== The data

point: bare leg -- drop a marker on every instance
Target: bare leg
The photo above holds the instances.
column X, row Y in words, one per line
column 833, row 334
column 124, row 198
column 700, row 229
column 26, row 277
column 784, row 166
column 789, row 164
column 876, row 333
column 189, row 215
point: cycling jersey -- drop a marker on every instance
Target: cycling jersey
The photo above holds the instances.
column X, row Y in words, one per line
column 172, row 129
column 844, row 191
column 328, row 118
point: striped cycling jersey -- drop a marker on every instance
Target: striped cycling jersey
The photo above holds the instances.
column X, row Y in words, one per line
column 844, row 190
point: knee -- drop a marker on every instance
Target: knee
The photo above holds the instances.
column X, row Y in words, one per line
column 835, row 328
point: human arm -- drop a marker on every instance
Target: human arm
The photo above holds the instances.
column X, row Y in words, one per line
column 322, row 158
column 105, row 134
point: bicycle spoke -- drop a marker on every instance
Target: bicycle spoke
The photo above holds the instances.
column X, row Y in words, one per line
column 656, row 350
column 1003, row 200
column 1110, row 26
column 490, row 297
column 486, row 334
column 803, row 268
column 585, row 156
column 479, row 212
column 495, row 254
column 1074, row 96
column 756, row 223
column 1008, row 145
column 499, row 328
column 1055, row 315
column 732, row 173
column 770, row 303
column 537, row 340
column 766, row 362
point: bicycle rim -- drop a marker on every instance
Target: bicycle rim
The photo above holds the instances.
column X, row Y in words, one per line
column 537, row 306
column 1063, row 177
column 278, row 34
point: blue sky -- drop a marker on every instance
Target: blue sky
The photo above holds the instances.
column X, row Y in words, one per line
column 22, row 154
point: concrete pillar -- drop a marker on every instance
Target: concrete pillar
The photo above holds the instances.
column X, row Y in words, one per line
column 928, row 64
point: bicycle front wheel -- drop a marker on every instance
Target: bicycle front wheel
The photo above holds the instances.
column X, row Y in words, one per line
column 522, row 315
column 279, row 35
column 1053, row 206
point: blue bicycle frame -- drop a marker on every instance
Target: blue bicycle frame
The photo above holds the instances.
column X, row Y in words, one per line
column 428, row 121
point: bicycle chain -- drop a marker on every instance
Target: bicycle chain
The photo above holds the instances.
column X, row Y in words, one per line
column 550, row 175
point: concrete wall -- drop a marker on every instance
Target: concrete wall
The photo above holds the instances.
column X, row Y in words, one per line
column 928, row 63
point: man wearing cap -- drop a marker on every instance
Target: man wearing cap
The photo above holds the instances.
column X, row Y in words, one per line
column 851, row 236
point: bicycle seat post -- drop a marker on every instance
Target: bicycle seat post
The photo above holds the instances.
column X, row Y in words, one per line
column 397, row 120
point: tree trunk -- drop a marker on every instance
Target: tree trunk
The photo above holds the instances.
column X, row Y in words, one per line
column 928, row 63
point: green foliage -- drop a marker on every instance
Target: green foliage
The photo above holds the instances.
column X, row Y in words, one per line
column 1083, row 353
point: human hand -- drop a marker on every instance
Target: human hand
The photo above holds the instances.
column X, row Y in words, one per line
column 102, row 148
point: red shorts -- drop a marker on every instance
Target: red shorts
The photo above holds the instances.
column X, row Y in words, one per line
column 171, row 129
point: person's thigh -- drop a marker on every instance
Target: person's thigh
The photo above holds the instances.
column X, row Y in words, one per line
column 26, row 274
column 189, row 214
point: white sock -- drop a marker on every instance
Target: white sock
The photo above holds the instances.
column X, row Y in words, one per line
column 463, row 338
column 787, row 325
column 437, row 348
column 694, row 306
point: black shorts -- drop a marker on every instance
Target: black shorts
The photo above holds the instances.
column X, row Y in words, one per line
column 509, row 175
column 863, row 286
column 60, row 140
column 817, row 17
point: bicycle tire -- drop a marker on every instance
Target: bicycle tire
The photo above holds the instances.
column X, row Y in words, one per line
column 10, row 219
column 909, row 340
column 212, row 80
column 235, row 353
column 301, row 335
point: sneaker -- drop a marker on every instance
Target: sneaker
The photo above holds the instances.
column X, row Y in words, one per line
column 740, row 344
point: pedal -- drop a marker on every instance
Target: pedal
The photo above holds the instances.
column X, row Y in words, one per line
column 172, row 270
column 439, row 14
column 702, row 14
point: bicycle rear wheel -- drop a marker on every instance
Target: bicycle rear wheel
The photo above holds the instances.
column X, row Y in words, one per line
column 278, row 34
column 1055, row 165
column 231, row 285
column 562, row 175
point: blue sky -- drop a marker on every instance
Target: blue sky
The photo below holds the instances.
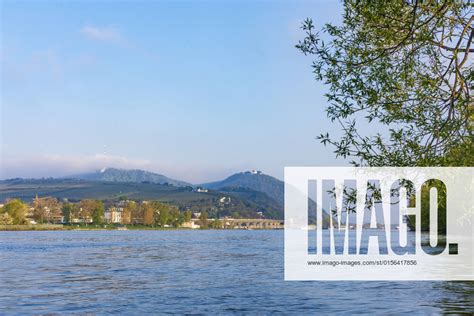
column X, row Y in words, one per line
column 194, row 90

====

▶ _Work order_:
Extract, from the listing above, every line where the string "trunk" occurs.

▶ _Output for this task_:
point: tree trunk -- drop a marker on every instance
Target: tree trunk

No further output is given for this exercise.